TASK DATA:
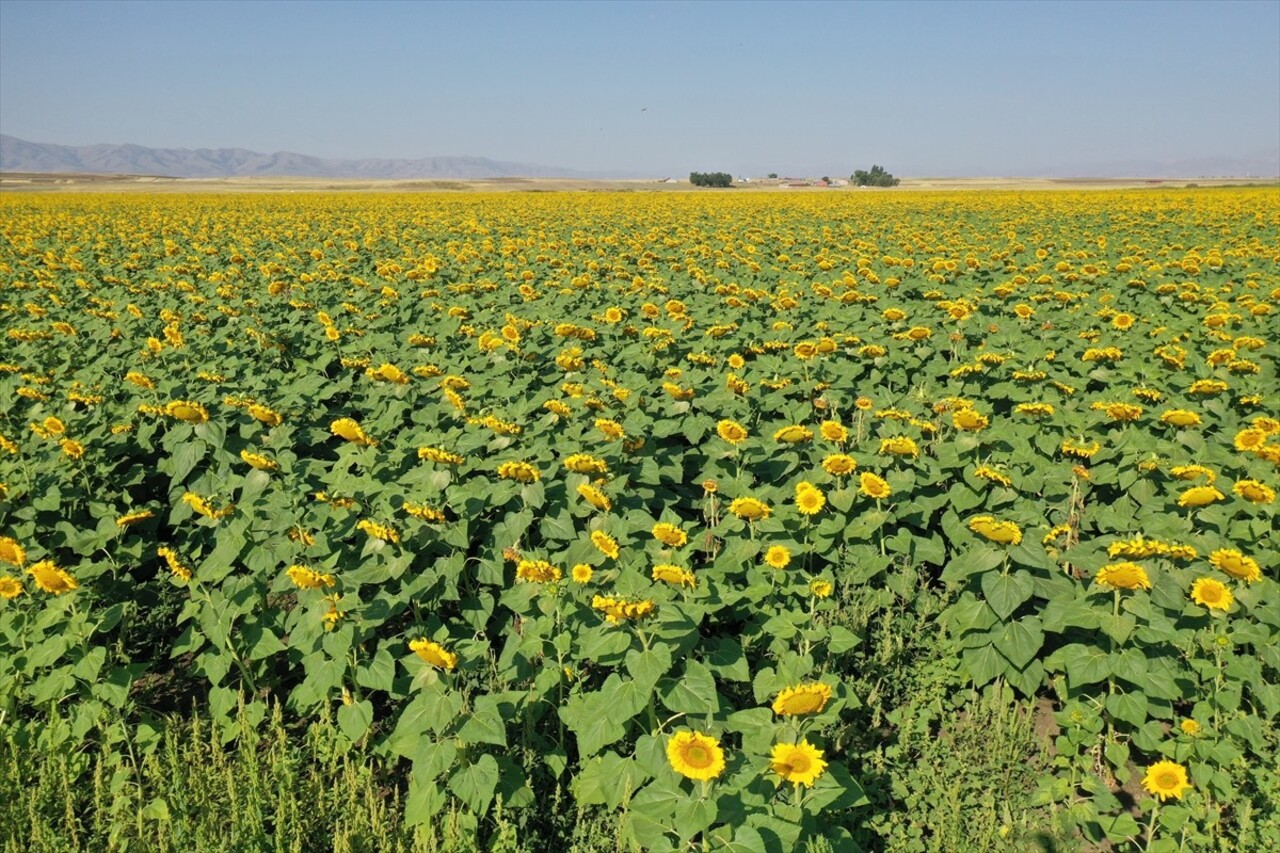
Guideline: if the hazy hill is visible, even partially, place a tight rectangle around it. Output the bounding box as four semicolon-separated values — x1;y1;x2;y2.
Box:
0;134;623;179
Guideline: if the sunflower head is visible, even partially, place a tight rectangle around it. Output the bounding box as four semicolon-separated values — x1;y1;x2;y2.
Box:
769;740;827;786
773;681;831;717
667;731;724;781
1142;761;1192;802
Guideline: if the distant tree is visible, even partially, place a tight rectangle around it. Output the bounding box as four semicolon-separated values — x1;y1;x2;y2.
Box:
849;165;899;187
689;172;733;187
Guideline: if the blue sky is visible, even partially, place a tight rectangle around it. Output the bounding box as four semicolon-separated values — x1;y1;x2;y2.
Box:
0;0;1280;175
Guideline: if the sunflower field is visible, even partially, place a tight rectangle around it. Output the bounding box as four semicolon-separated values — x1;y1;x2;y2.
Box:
0;188;1280;853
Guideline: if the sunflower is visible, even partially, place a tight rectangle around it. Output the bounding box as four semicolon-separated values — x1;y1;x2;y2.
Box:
564;453;609;474
329;418;378;447
1208;548;1262;584
818;420;849;444
1160;409;1201;427
498;461;543;483
1142;758;1198;802
858;471;893;501
1192;578;1235;612
809;578;836;598
728;498;773;521
591;530;621;560
822;453;858;476
1231;480;1276;503
286;555;335;589
764;546;791;569
1169;465;1217;483
115;510;155;528
1093;561;1151;589
649;562;698;589
408;637;458;670
27;560;79;596
667;731;724;781
652;521;689;548
156;546;191;580
769;740;827;786
716;420;749;447
516;560;564;584
417;447;465;465
773;681;831;717
796;483;827;515
595;418;626;442
577;483;613;512
969;515;1023;544
164;400;209;424
951;409;991;433
773;424;813;444
241;450;280;471
1178;485;1226;507
248;403;284;427
879;435;920;457
591;596;658;625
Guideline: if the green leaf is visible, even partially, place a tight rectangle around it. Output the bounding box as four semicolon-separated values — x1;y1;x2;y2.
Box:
338;699;374;742
449;753;498;816
662;660;719;713
982;573;1036;620
995;616;1044;670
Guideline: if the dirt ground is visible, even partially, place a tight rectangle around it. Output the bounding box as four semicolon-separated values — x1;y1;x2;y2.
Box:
0;172;1280;192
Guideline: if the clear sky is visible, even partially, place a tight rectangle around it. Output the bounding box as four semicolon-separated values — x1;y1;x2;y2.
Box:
0;0;1280;175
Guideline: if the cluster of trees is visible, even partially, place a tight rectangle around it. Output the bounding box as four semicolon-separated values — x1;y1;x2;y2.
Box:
689;172;733;187
849;165;899;187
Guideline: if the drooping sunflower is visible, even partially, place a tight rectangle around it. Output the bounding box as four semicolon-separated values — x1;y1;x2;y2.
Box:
1231;480;1276;503
408;637;458;671
858;471;893;501
1142;761;1192;802
969;515;1023;544
879;435;920;457
818;420;849;444
115;510;155;528
1093;561;1151;589
516;560;564;584
286;555;337;589
822;453;858;476
498;461;543;483
649;562;698;589
591;530;621;560
769;740;827;786
1178;485;1226;507
667;731;724;781
329;418;378;447
728;498;773;521
652;521;689;548
27;560;79;596
164;400;209;424
1192;578;1235;612
773;681;831;717
241;450;280;471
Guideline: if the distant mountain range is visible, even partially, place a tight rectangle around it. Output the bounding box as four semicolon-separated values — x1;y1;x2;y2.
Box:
0;133;622;181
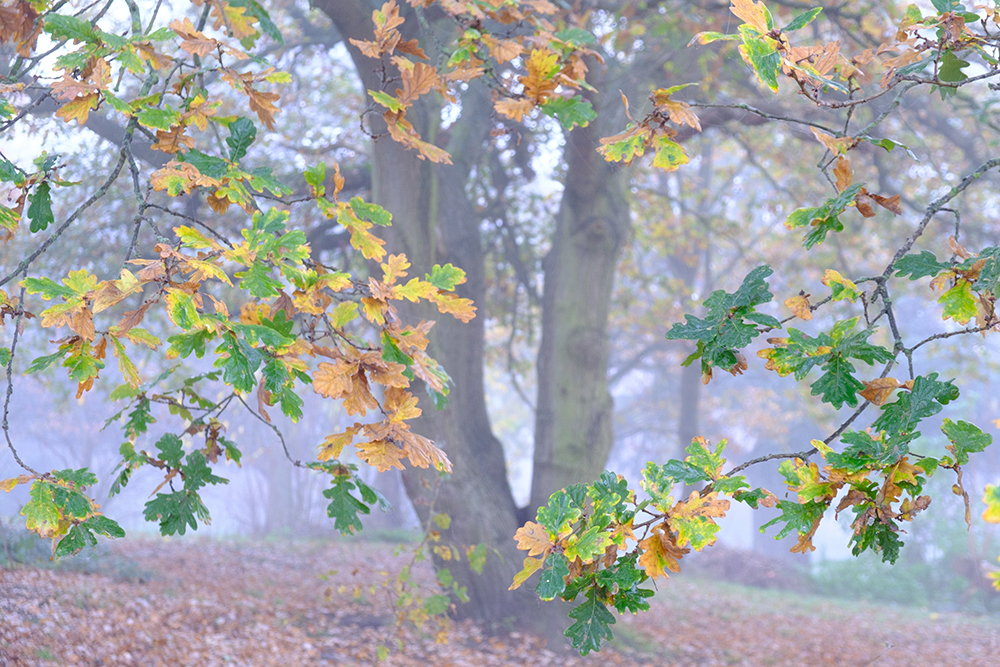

SET EXERCISE: Copy out every one of the records above word for word, leaving out the pictures.

FULL ANSWER:
Guideline: if the hazy hill is visible, even partially, place a tight rectangle around it. Output the bounding box as four semicolon-separated values — x1;y1;x2;y2.
Box:
0;134;623;179
Guideline: if the sunflower head is visible, even partially, place a tight rectangle around it. Output the bounding box as four semicolon-separated values — x1;y1;x2;y2.
Box:
769;740;827;786
773;681;831;717
667;731;724;781
1142;761;1192;802
Guideline: if the distant tree is visible, even partially, place a tight rectangle around it. Output the bounding box as four semicolon-separated values — x1;y1;x2;y2.
Box:
849;165;899;187
689;172;733;187
Guideline: if the blue sky is visible, even partially, place a tight rectangle around it. Output the bounding box as four semicolon-separated values — x1;y1;x2;y2.
Box:
0;0;1280;175
Guideline: if the sunflower field is visible, even partially, place a tight rectangle around it. Output the bounding box as four semicolon-separated values — x1;y1;x2;y2.
Box:
0;188;1280;853
Guideline: if the sunflower is visible, even partially, place a tight rectangle around it. Output the bounding box as four semicolon-separated values — x1;y1;x2;y2.
Box:
564;453;609;474
329;418;378;447
1208;548;1262;584
818;420;849;444
1160;409;1201;427
498;461;543;483
1142;758;1198;802
858;471;893;501
1192;578;1235;612
809;578;836;598
728;498;773;521
591;530;621;560
822;453;858;476
1231;480;1276;503
286;555;335;589
764;546;791;569
1169;465;1217;483
115;510;155;528
1093;561;1151;589
649;562;698;589
408;637;458;670
27;560;79;596
667;731;724;781
652;521;689;548
156;546;191;580
769;740;827;786
716;420;749;447
516;560;564;584
417;447;465;465
773;681;831;717
796;483;827;515
595;418;626;442
577;483;613;512
969;515;1023;544
164;400;209;424
951;409;991;433
773;424;813;444
241;450;280;471
1178;485;1226;507
248;403;284;427
879;435;920;457
591;596;658;625
Guideline: if the green leaf is visible, even partially, place a tight rectangle around it. Output the bounding box as four semicolon-separated values — x1;y1;x2;y2.
Box:
338;699;374;742
449;753;498;816
662;660;719;713
982;573;1036;620
995;616;1044;670
Guideline: if the dirt ground is visible, even partially, place a tight rectangle around it. Output the bounding box as four semicolon-separated values — x1;y1;x2;y2.
Box:
0;172;1280;192
Guideline: if the clear sky is visible, even partially, place a tight rectangle around it. Output the bounding box as four semicolon-separated values — x1;y1;x2;y2.
Box:
0;0;1280;175
Guideline: if the cluster of trees is visible, even partially, place a tight rectangle around it. Output the bounding box as four semicolon-separated values — x1;y1;x2;y2.
Box:
689;172;733;187
849;165;899;187
Guideline: if the drooping sunflower is visible, even partially, place a tight rectangle around it. Output the bounding box as four semicolon-separated values — x1;y1;x2;y2.
Box:
1231;480;1276;503
408;637;458;671
858;471;893;501
1142;761;1192;802
969;515;1023;544
879;435;920;457
818;420;849;444
115;510;155;528
1093;561;1151;589
516;560;564;584
286;555;337;589
822;453;858;476
498;461;543;483
649;562;698;589
591;530;621;560
769;740;827;786
1178;485;1226;507
667;731;724;781
329;418;378;447
728;498;773;521
652;521;689;548
27;560;79;596
164;400;209;424
1192;578;1235;612
773;681;831;717
241;450;280;471
Guideline: if the distant mountain range is visible, even partially, place a tight rectangle around it. Output the bounding box as four semicolon-separated values — x1;y1;x2;y2.
Box:
0;133;622;181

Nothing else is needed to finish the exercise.